───── DATA IN THIS EXERCISE ─────

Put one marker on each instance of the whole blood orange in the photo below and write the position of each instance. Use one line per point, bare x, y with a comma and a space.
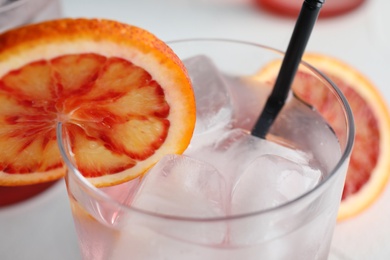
122, 94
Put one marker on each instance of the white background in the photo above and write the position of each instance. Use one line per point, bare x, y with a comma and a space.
43, 229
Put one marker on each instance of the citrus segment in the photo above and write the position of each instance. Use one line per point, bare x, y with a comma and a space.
123, 96
369, 169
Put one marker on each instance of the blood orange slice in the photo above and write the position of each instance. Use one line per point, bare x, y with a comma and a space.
369, 168
124, 97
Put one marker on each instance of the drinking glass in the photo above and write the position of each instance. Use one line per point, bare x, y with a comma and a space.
15, 13
109, 226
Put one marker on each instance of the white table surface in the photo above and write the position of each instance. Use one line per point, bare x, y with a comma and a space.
42, 228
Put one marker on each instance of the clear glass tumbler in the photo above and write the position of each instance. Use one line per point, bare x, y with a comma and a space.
110, 227
14, 13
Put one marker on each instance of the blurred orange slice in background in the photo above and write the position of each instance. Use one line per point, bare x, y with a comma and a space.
369, 167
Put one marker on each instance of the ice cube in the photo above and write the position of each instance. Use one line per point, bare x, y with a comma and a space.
183, 187
213, 102
271, 180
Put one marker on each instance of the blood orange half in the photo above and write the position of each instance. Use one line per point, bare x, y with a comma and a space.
122, 94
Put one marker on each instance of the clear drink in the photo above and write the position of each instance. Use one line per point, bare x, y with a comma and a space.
230, 195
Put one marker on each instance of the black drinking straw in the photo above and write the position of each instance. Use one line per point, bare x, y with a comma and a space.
302, 30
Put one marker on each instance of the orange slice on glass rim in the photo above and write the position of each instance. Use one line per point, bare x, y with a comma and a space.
122, 94
369, 167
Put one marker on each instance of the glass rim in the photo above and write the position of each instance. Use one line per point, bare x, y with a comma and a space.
348, 116
12, 5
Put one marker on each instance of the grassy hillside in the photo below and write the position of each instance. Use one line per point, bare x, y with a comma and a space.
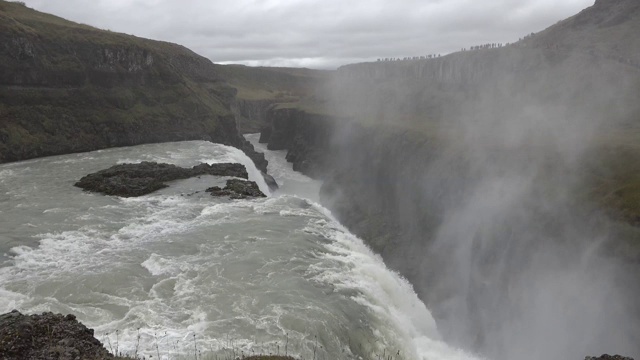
67, 87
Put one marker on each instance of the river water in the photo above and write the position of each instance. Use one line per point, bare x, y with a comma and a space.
179, 273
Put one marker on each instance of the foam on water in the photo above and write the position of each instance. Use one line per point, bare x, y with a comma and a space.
245, 275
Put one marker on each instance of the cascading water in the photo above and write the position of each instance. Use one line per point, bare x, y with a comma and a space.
178, 271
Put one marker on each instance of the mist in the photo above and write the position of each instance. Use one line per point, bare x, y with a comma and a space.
483, 174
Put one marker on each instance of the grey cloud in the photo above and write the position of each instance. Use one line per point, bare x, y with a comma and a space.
316, 33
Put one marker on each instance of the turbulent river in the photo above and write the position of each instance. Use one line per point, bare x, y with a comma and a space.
179, 273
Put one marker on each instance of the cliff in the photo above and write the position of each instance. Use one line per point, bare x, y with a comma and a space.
67, 87
495, 180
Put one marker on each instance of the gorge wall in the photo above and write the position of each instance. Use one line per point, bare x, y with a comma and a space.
67, 87
476, 176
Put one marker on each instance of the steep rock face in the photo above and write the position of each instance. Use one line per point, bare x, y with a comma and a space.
307, 137
251, 114
67, 87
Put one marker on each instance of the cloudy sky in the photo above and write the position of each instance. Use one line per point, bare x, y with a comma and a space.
317, 33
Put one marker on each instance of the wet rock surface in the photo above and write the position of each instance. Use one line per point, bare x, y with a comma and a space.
47, 336
130, 180
237, 189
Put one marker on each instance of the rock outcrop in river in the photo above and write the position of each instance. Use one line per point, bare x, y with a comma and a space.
130, 180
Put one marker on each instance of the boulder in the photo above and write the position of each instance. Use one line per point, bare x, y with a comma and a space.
47, 336
237, 189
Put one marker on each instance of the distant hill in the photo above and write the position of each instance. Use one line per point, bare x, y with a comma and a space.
68, 87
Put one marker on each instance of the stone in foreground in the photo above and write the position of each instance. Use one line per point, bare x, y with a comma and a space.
237, 189
47, 336
130, 180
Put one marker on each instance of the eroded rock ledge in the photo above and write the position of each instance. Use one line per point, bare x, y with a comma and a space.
130, 180
237, 189
47, 336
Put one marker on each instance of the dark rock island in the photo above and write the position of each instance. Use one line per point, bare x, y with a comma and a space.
237, 189
130, 180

─────

REQUIRED WORK
Repeat the material above word for word and skip every image in it.

SOLUTION FOR THIS TASK
Put one marker on each instance of the whole blood orange in the photo below and write the position of each instance. Use one line per point, bare x, y with a comma and a space.
122, 94
Put one marker on each instance of the white background in the photo above and write the position of each instance. Use one line per point, bare x, y with a comma and a space.
43, 229
Put one marker on each instance of the citrus segment in the photo above and write the position of each instance. Use one line per point, bare x, y with a comma and a space.
123, 96
369, 169
Put one marker on each instance of the blood orange slice in the photo above and write the position of each instance. Use one line per point, bare x, y with a comma and a space.
369, 168
124, 97
Put one marker on each instance of the drinking glass in the photo above and write the position of each instance. Use one line per point, bare x, y with a comma and a space.
15, 13
109, 226
Put one marker on each instance of the white table surface in the photo above and write the position of each instance. Use one line per point, bare x, y with a comma and a space.
42, 228
Put one marker on each instance of the clear glass tumbler in the photo above and write the position of each instance. Use one line per point, bare x, y with a comma and a space.
110, 227
14, 13
Put one marker on each instance of the blurred orange slice in background in the photo above and write the position of each instance. Use one line per point, bare x, y with a comma and a space.
369, 167
Put one marker on each instance of the ice cube in the photo above and write the position of each instance. Use one line per point, bare x, y with a comma and a space.
183, 187
213, 102
271, 180
Put one marker on each instance of the blood orange half in the photo above and write the position of each instance. Use one line per point, bare x, y with a comma and a space.
122, 94
Put one marker on each instance of the clear drink in the photo above and write the position of each instance. Use one line per point, bare x, y with a comma and a space.
230, 195
Put one marker on each instance of the black drinking straw in the photo above and write the position of each instance. Use one line per point, bare x, y with a comma and a space.
302, 30
Put one marker on each instance of the orange slice on glass rim in the photo above and write the position of each instance. Use one line per point, bare x, y with a comma and a space.
122, 94
369, 167
Put one marker on each instance of the glass rim in the photo above and write the position of each instance. Use one line per point, bare x, y with a comma and a space.
348, 116
12, 5
Put one marker on each instance of the grassy hillside in the photo below and write the position of each instance. Use one line per point, bare x, y with a comma and a space.
67, 87
Put one marker on each instance of the river water in the photo above and write the position of each instance. Use one line per point, bare x, y with a comma and a space.
179, 273
Put one marker on each instance of the foam on water in the photo above and write the position of each instance. Use one line per point, bare x, y with a comma and a space.
245, 275
Put one marker on each instance of the cascading water in the photo above and write the position of each instance. Use one line per point, bare x, y with a comma and a space.
178, 271
Put one marker on each instance of the mist in the photo above and write the position of each instance. Use one line per point, bare x, y with a comma and a space.
483, 174
Put one marker on each instance of the grey cloud in the photo above and write the position of each instance. Use one line per point, bare x, y with a comma and a space.
316, 33
Put one marker on each instance of the turbulent river in the photo above and write the position of each instance. Use one line per point, bare x, y with a comma and a space.
179, 273
Put one marker on each instance of the cliff in the photo above and write the position of each instance. Use one line per point, bare x, y with a comma and a space.
67, 87
495, 180
Put one marker on each instance of the gorge wall in the photo above and write the position of each instance. Use one line per point, bare x, y with a comma and a space.
67, 87
476, 176
Put one marker on each instance of the steep rock face in the photo above and write the position of each instance. Use one line per point, bare x, y with a comma and a space.
307, 137
251, 114
67, 87
Put one marker on each instance of the cloudy sky in the photo above and write the position of each instance. Use one line per point, bare x, y with a comma and a space.
317, 33
Put one marker on each instance of the wet rock surface in the photo above and write the position of each instance. Use one line per point, bare x, y with a comma and a space.
47, 336
130, 180
237, 189
Put one marker on each instance of the rock outcrop in river in the photo above and write the position of each instance. Use one line per point, bare x, y with a comma and a space.
130, 180
Put one marker on each instance of the boulder in the photo above and write the position of each instance. Use one line per point, bare x, y with a comma and a space.
47, 336
237, 189
Put one marker on each instance of the distant hill in the photo above and write the position of each instance. Use one line per point, bare x, y with a comma and a space.
68, 87
Put one marker on each instance of the stone in foreground in the photo above and write the position of each instance. Use one line per point, bare x, y with a comma and a space.
237, 189
47, 336
130, 180
Put one marker on each instance of the eroded rock ledge in the photo above and write the position of each instance. Use one line per point, bare x, y with a comma and a space.
130, 180
237, 189
47, 336
Put one marker on each instance of the dark rock island in the photo above and write the position of each instance. Use one line per point, bare x, y with a comma and a space.
237, 189
130, 180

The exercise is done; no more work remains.